Task to carry out: Starting at the line that contains "Practice. Identify the chimney" and continuing through the last of the items below, rescale every point coordinate in the answers by 0.3, rounding to whole numbers with halves going up. Reproduce all of those lines, requests included, and leave the requests unchanged.

(Stored dataset items)
+ + + + + + +

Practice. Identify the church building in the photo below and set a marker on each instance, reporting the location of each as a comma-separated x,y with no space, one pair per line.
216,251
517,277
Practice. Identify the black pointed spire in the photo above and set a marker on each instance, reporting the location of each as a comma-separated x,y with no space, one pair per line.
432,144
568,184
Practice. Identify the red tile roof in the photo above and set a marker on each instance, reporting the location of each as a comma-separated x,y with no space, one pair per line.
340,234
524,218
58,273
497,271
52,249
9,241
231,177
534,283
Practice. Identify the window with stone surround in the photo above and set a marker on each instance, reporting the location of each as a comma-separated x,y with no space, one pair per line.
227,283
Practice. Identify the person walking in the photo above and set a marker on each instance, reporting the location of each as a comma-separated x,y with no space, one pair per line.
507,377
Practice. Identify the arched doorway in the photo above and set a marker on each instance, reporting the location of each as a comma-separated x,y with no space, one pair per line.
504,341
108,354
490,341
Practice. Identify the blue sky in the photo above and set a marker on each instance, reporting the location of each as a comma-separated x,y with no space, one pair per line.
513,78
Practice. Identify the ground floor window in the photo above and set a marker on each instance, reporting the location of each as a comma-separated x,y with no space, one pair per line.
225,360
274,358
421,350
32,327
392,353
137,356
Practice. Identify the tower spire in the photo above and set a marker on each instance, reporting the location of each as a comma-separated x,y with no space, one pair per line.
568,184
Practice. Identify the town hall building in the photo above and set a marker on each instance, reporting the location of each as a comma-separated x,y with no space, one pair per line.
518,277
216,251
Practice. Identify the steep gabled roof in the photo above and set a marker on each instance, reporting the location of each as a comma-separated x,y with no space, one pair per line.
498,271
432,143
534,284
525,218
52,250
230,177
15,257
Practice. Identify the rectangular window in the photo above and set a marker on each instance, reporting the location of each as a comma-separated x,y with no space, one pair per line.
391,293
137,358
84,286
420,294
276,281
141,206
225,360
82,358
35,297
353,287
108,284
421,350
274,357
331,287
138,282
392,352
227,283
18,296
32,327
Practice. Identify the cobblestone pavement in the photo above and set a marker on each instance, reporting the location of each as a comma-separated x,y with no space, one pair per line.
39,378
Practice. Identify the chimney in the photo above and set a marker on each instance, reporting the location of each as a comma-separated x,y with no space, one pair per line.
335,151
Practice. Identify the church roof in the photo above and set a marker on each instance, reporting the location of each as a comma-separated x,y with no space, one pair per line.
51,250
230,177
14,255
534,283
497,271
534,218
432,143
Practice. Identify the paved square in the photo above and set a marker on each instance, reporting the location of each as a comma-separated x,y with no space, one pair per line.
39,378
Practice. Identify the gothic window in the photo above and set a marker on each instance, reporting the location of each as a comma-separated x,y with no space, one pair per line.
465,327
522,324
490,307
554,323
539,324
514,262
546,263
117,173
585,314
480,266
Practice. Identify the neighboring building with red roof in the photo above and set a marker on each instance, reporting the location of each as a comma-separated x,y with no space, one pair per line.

+ + + + + + +

Exercise solution:
Practice. Identify the chimney in the photo above and set a marker on each instance, reporting the location of each as a comma-separated x,y with no space, one pair per line.
101,45
Practice. Identify the church roof in the photo above and set a marker on each instance, reporting the location of each as a comma-separated x,y with no space, one pair per line.
15,75
69,53
4,77
160,85
149,81
160,65
130,43
Practice. Identify the paved square in the photo above and set a marker on each instance, reporting the location of each as a comma-separated x,y with no space, one pair per line.
12,113
Practice. Identify the gothic window in the photo above and set a marker on each instance, reporting the location of each as a comma-separated x,y with no space, one pair per line.
140,98
157,97
147,92
166,97
162,97
154,79
164,79
35,52
176,94
144,80
Practice. Identify the neighboring building with red roof in the photo above and set a marker on each instance, reporting the location of each as a comma-separated x,y with no space, one pair per line.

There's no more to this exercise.